→ INSTRUCCIÓN: Selecciona y copia todas las líneas de los ítems que contengan la palabra "white". Se distingue entre mayúsculas y minúsculas.

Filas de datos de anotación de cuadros
^^^^^^^^^^^^^^^^
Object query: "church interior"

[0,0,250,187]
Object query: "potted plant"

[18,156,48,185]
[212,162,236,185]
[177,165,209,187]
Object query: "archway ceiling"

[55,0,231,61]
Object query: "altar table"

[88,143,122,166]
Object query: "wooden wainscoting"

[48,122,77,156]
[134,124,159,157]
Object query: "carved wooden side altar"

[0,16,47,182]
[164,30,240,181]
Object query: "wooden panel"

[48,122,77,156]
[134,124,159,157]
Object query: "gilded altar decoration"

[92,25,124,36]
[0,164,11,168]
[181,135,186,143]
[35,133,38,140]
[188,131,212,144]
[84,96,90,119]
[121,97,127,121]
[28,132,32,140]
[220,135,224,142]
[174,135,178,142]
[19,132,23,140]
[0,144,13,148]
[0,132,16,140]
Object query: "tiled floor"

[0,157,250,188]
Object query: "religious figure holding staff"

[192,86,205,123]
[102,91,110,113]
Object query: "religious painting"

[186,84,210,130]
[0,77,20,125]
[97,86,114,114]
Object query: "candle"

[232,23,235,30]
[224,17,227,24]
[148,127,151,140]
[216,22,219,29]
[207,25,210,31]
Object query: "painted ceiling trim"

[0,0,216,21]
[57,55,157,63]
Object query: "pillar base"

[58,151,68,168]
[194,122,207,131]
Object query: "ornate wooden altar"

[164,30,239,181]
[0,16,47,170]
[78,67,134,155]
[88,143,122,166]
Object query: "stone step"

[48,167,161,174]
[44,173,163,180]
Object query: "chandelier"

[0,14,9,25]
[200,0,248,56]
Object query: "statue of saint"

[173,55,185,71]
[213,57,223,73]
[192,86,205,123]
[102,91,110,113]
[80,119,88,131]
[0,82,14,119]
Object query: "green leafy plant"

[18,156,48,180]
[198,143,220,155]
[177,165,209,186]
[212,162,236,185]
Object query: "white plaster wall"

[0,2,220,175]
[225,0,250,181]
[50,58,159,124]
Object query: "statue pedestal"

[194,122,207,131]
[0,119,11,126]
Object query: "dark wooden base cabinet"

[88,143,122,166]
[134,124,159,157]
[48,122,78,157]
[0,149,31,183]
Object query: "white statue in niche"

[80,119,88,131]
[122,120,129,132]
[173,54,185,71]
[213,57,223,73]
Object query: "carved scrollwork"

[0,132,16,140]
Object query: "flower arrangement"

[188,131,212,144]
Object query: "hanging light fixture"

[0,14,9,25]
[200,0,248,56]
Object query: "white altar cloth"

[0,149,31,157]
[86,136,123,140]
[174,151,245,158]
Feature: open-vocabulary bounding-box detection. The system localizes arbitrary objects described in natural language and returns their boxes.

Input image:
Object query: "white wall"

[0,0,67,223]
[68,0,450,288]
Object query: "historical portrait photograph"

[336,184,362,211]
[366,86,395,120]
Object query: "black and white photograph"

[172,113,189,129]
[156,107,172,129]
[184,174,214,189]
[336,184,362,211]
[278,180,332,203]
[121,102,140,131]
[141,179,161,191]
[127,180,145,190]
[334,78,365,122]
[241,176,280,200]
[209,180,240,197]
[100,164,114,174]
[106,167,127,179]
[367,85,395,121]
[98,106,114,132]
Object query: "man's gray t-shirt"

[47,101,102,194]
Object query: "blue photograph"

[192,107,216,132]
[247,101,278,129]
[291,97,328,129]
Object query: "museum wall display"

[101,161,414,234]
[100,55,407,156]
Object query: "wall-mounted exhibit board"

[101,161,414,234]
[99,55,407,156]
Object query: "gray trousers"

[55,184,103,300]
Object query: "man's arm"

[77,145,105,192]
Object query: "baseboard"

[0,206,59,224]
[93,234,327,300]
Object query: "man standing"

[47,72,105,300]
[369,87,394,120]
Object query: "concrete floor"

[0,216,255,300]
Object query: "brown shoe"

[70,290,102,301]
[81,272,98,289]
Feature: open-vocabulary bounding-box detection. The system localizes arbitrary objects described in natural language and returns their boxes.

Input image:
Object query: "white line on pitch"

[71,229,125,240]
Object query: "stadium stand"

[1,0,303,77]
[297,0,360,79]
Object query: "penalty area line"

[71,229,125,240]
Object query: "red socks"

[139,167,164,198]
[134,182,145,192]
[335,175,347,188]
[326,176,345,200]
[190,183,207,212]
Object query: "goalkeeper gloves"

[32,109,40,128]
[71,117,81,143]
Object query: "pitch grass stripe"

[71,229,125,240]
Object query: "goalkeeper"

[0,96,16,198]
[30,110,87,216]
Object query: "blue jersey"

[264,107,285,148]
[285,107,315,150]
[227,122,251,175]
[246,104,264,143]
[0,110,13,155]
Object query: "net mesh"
^^^^^^^^^^^^^^^^
→ RESULTADO OBTENIDO:
Object query: "white plaster wall"
Object query: "white statue in niche"
Object query: "white altar cloth"
Object query: "white wall"
Object query: "black and white photograph"
Object query: "white line on pitch"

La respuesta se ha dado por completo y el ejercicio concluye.